- Opening Delimiter -
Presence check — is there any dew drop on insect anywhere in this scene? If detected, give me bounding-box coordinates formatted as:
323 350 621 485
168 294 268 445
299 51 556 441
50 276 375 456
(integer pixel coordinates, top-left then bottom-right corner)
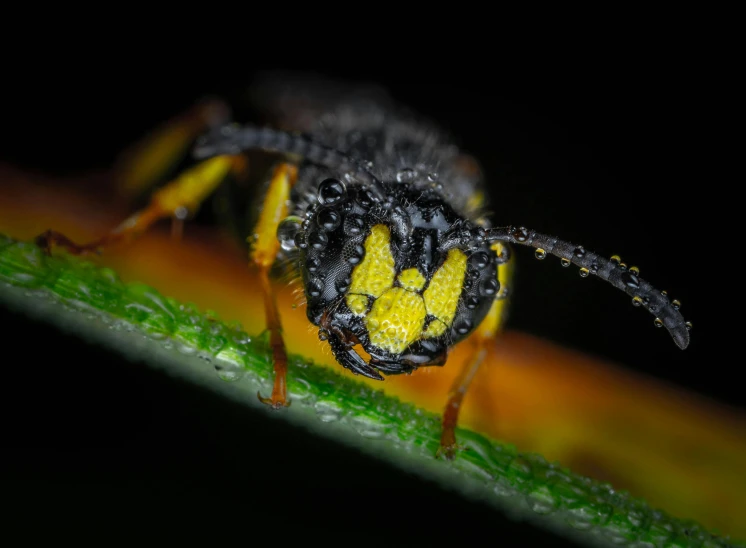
428 172 439 182
632 296 643 307
685 321 693 330
661 290 668 297
308 278 324 298
294 232 307 249
535 248 546 260
455 319 472 335
610 255 621 265
317 208 341 231
470 251 490 270
465 296 480 309
347 245 365 265
511 226 529 242
579 267 589 277
560 258 571 267
621 271 640 289
336 276 351 293
573 246 586 258
396 167 416 183
654 318 664 328
318 178 346 205
619 262 628 271
277 216 303 251
306 256 321 273
480 278 499 296
630 266 640 276
308 231 328 250
345 214 365 236
672 299 681 310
- Closing Delimiter -
**Task brief**
Hand over the entries again, exactly as written and without the pictures.

**Response**
Presence check — is there any dew drop on insect anywhere in this scene? If detected, give me bounding-box coordinates formatted as:
323 350 621 485
168 294 268 445
299 51 556 441
50 276 375 456
(integer pixel coordinates, top-left then bottom-right corner)
428 172 439 182
632 296 643 307
685 321 693 330
661 290 668 297
308 278 324 298
294 232 307 249
535 248 546 260
455 319 472 335
610 255 621 265
317 208 341 231
470 251 490 270
465 296 480 309
347 245 365 265
511 226 529 242
579 267 589 277
560 258 571 267
621 271 640 289
336 276 351 293
573 246 586 258
396 167 416 183
654 318 664 328
318 178 346 205
619 262 628 271
277 216 303 251
306 256 321 273
480 278 499 296
630 266 640 276
308 231 328 250
345 214 365 236
672 299 681 310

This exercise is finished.